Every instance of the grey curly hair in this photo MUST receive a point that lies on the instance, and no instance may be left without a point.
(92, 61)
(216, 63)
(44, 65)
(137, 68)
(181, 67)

+ + + + +

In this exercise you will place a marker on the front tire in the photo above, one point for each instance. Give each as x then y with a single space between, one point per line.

+ + + + +

Set exercise:
Pull out every line in the records above that contains the string "point", and copy each one in full.

The completed task:
Every instance of the grey curly hair in this photo MUST receive a point that lies on the instance, and no instance may be left without a point.
In this exercise you will place a marker on the front tire in the photo above, one point for each instance. Give each as x then y with a single space between, one point per line.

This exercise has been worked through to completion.